**Required work**
Copy out, precisely as given, the lines from the line with "motorcycle engine, one" to the end of the entries that follow.

**Record excerpts**
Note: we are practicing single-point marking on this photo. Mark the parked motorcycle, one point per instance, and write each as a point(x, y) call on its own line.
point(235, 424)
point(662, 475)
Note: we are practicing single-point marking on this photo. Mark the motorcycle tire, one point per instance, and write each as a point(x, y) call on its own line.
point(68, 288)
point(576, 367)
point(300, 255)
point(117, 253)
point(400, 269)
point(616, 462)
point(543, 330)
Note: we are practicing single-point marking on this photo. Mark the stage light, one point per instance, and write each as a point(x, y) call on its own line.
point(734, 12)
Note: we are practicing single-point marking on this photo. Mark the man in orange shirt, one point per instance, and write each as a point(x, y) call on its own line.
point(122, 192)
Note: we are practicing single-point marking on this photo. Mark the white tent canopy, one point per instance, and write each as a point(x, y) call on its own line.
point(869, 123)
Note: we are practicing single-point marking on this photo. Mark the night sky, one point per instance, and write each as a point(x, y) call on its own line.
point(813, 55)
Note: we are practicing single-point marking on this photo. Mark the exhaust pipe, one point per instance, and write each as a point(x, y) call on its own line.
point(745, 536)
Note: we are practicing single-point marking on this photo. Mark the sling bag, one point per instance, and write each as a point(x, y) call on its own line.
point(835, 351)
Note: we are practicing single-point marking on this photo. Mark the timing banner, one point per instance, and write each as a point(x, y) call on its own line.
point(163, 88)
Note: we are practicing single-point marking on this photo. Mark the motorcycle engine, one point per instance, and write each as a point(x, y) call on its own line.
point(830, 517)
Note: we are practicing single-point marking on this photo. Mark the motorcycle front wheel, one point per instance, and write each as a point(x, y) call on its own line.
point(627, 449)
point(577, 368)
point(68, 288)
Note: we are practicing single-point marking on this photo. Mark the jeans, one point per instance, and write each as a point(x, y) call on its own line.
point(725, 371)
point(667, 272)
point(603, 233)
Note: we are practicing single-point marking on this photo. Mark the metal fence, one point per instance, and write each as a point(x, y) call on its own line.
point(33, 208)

**Task solution**
Note: we are practicing single-point marking on this photo. Mark the motorcycle engine, one point per instance, and write each as a point(x, y) call on its own line.
point(830, 517)
Note: we are practicing single-point marking on this photo. Mark the motorcycle front wheel, one point per instance, and write each as a point(x, y) call on its own line.
point(627, 449)
point(577, 368)
point(68, 288)
Note: we are practicing single-point marking on this photo. Mark the jeans, one point per instance, and write each as a point(x, y) call on its own line.
point(725, 371)
point(667, 272)
point(603, 233)
Note: we are practicing single-point marking on this photo. Mark the metal fence, one point per instance, and write each as a point(x, y) call on its own line.
point(33, 208)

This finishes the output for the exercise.